*** Kutipan Terpilih

Secara faktual, pelaksanaan internalisasi nilai dan
transformasi pengetahuan pada peserta didik merupakan tugas yang cukup berat di
tengah kehidupan masyarakat yang kompleks apalagi pada era globalisasi dan
modernisasi ini. Untuk mengaktualisasikan pelaksanaan tersebut dalam pendidikan
agama Islam, pendidik atau gurulah yang mempunyai tanggung jawab mengantarkan
manusia ke arah tujuan tersebut. Dengan ini, keberadaan pendidik dalam dunia
pendidikan sangatlah krusial, sebab kewajibannya tidak hanya mentransformasikan
pengetahuan (knowledge), tetapi juga dituntut menginternalisasikan
nilai-nilai (value) pada peserta didik. Bentuk nilai yang
diinternalisasikan paling tidak meliputi: nilai etika (akhlak), estetika
sosial, ekomis, politik, pengetahuan, pragmatis, dan nilai ilahiyyah.[1]
Berbeda dengan gambaran tentang pendidik pada umumnya,
pendidik Islam adalah orang yang bertanggung jawab terhadap perkembangan
peserta didik dalam mengembangkan potensinya, dan dalam pencapaian tujuan
pendidikan baik dalam aspek kognitif, afektif, maupun psikomotorik.
Untuk menjadi pendidik yang profesional tidaklah
mudah, karena ia harus memiliki berbagai kompetensi-kompetensi keguruan.
Kompetensi dasar (basic competency) bagi pendidik ditentukan oleh
tingkat kepekaannya dari bobot potensi dasar dan kecenderungan yang
dimilikinya. Hal tersebut karena kompetensi itu merupakan tempat dan bahan
untuk memproses semua pandangan sebagai bahan untuk menjawab semua rangsangan
yang datang darinya. Oleh karena itu, seorang pendidik harus mempunyai
persiapan diri untuk menguasai sejumlah pengetahuan, ketrampilan, dan kemampuan
khusus yang terkait dengan profesi keguruannya, agar ia dapat menjalankan
tugasnya dengan baik, serta dapat memenuhi keinginan dan harapan peserta
didiknya.
A.
Kompetensi Dasar Guru Pendidikan Islam
1.
Pengertian Kompetensi Dasar Guru Pendidikan
Agama Islam
Pengertian dasar kompetensi (competency) adalah
kemampuan atau kecakapan.[2] Dalam
Kamus Besar Bahasa Indonesia kompetensi berarti kewenangan/kekuasaan untuk
menentukan (memutuskan sesuatu).[3] Padanan kata yang berasal dari bahasa Inggris ini
cukup banyak dan yang lebih relevan dengan pembahasan ini adalah proficiency
and ability yang memiliki arti kurang lebih sama yaitu kemampuan.

******
*** Baris Data

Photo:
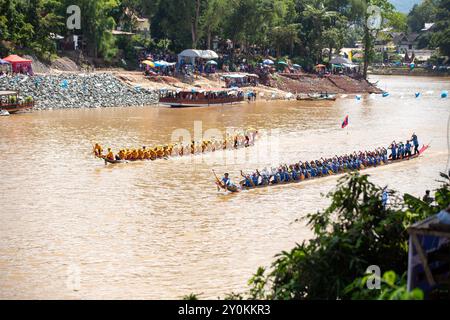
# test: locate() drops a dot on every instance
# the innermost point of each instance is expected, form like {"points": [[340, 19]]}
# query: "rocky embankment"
{"points": [[307, 83], [68, 90]]}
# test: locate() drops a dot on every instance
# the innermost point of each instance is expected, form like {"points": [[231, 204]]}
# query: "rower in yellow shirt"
{"points": [[98, 150], [110, 155]]}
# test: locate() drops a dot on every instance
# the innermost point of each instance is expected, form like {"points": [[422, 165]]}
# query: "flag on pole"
{"points": [[345, 123]]}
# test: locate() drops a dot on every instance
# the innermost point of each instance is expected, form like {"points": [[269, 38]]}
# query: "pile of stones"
{"points": [[78, 91]]}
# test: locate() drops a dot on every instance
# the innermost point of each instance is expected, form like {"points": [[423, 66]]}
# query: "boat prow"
{"points": [[114, 161]]}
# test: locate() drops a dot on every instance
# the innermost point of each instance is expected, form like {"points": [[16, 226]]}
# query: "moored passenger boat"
{"points": [[201, 97], [317, 97]]}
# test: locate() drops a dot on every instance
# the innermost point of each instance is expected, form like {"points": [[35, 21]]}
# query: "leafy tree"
{"points": [[392, 288], [354, 232], [441, 36]]}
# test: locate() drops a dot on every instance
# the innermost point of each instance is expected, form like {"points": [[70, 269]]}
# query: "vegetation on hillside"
{"points": [[296, 28]]}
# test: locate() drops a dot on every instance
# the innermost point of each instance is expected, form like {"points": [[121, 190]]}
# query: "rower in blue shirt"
{"points": [[408, 149], [415, 141], [226, 180], [393, 148]]}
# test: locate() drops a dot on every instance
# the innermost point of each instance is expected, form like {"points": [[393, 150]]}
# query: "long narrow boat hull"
{"points": [[421, 151], [192, 105]]}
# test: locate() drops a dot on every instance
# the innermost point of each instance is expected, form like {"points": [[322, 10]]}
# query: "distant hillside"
{"points": [[404, 5]]}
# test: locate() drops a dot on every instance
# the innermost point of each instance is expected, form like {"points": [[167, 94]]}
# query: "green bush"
{"points": [[392, 287], [354, 232]]}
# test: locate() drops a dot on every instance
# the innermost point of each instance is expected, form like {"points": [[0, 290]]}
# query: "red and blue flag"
{"points": [[345, 123]]}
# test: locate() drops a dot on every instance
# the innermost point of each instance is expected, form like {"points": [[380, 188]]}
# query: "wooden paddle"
{"points": [[218, 183]]}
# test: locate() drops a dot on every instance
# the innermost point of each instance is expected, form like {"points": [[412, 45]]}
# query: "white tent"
{"points": [[340, 60], [190, 55]]}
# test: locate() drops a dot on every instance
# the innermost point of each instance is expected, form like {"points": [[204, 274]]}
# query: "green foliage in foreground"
{"points": [[392, 287], [354, 232]]}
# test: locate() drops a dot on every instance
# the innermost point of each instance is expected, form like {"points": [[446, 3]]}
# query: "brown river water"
{"points": [[71, 227]]}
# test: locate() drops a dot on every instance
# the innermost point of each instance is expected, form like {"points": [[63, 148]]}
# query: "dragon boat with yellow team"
{"points": [[237, 141], [300, 172]]}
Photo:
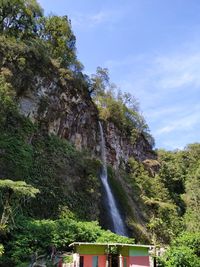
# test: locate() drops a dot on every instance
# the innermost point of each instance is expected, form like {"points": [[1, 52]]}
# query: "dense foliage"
{"points": [[40, 236], [160, 198], [121, 109]]}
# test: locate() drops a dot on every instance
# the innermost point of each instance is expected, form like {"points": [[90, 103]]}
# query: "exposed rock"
{"points": [[120, 148]]}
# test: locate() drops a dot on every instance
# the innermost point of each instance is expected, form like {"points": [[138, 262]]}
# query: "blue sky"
{"points": [[152, 50]]}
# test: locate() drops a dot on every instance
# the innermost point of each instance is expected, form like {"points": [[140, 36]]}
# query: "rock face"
{"points": [[63, 110], [120, 148]]}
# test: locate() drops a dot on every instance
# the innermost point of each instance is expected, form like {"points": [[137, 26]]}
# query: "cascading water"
{"points": [[118, 224]]}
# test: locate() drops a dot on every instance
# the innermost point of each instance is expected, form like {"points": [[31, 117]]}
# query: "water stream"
{"points": [[118, 224]]}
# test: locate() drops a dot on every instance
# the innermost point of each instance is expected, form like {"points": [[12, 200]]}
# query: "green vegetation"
{"points": [[51, 195], [39, 236], [121, 109]]}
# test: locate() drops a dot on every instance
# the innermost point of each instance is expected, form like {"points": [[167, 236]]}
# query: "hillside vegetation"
{"points": [[50, 191]]}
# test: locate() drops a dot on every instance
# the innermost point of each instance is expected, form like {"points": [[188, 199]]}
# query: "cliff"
{"points": [[58, 102]]}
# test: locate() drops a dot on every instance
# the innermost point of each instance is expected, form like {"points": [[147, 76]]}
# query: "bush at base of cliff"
{"points": [[184, 251], [40, 236]]}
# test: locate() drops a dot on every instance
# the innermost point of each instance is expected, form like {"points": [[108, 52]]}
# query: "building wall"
{"points": [[94, 260]]}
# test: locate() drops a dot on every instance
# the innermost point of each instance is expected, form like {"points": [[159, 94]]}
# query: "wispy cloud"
{"points": [[180, 124], [168, 88], [92, 20]]}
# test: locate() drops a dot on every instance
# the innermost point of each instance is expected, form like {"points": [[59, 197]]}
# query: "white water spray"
{"points": [[118, 224]]}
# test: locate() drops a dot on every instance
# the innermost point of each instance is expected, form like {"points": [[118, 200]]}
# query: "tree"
{"points": [[12, 193], [192, 200], [57, 33], [19, 18], [99, 82]]}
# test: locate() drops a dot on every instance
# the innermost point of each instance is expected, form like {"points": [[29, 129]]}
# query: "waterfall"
{"points": [[118, 224]]}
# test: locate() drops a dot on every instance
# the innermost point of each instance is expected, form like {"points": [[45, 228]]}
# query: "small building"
{"points": [[110, 255]]}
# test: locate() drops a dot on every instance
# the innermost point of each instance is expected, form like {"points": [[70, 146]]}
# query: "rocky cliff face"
{"points": [[61, 105], [63, 110], [68, 112], [120, 147]]}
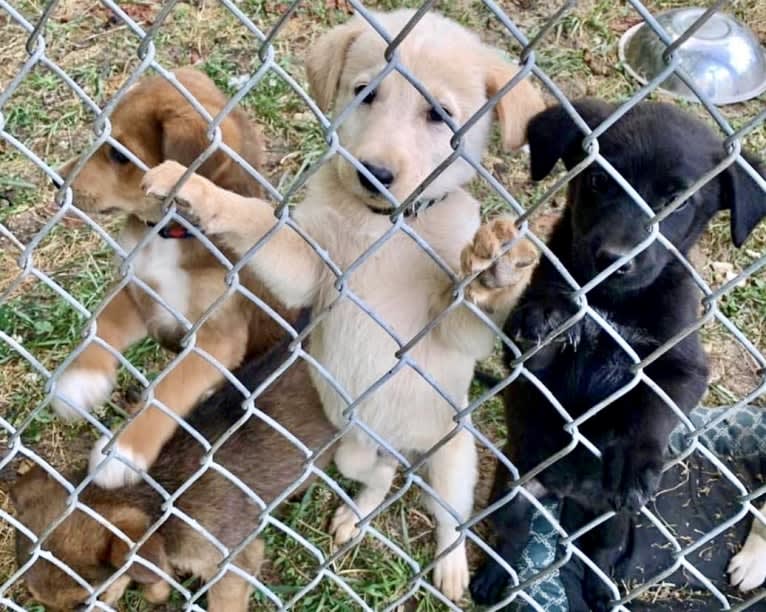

******

◆ Yang Diminta: Teruskan uraian tentang kompetensi guru pendidikan agama Islam, mulai setelah kalimat terakhir yang ditampilkan.

◆ Jawaban Tugas:
Kompetensi merupakan perpaduan
dari pengetahuan, ketrampilan, nilai, dan sikap yang direfleksikan dalam
kebiasaan berfikir dan bertindak.[4]
Guru merupakan salah satu faktor yang
sangat penting dalam meningkatkan kualitas pendidikan, khususnya Guru
Pendidikan Agama Islam (GPAI), karena disamping mempunyai peran mentransfer
ilmu, GPAI juga mempunyai peran dalam membantu proses internalisasi moral
kepada siswa. Selain itu juga harus mempunyai bekal berupa persiapan diri untuk
menguasai sejumlah pengetahuan, ketrampilan, dan
kemampuan khusus sebagai kompetensi dasar yang terkait dengan profesi
keguruannya agar ia dapat menjalankan tugasnya dengan baik serta dapat memenuhi
kebutuhan dan harapan peserta didiknya. Jadi, GPAI
diharapkan mampu membawa peserta didiknya menjadi manusia yang ”sempurna” baik lahiriah maupun
batiniah.[5]
2.
Konsep Kompetensi Dasar Guru Pendidikan Agama Islam
Menurut Gordon sebagaimana yang dikutip E. Mulyasa menjelaskan beberapa aspek atau
ranah yang terkandung dalam konsep kompetensi dasar sebagai berikut:
a. Pengetahuan (Knowledge) yaitu kesadaran
dalam bidang kognitif, misalnya seorang guru mengetahui cara melakukan
identifikasi kebutuhan belajar, dan bagaimana melakukan pembelajaran terhadap
peserta didik sesuai dengan kebutuhan.
b. Pemahaman (Understanding)
yaitu kedalaman kognitif, dan efektif yang dimiliki oleh individu, misalnya
seorang guru yang akan melaksanakan pembelajaran harus memiliki pemahaman yang
baik tentang karakteristik dan kondisi peserta didik, agar dapat melaksanakan
pembelajaran secara efektif dan efesien.
c. Kemampuan (Skill)
yaitu sesuatu yang dimiliki individu untuk melakukan tugas atau pekerjaan yang
dibebankan kepadanya, misalnya kemampuan guru dalam memiliki dan membuat alat
peraga sederhana untuk memberi kemudahan belajar kepada peserta didik.
d. Nilai (Value)
yaitu suatu standar perilaku yang telah diyakini dan secara psikologis telah
menyatu dalam diri seseorang. Misalnya standar perilaku guru dalam pembelajaran
(kejujuran, keterbukaan, demokrasi, dan lain-lain).
e. Sikap (Attitude)
yaitu perasaan atau reaksi terhadap sesuatu rangsangan yang datang dari luar.
Misalnya reaksi terhadap krisis ekonomi dan perasaan terhadap kenaikan upah.
f. Minat (Interest)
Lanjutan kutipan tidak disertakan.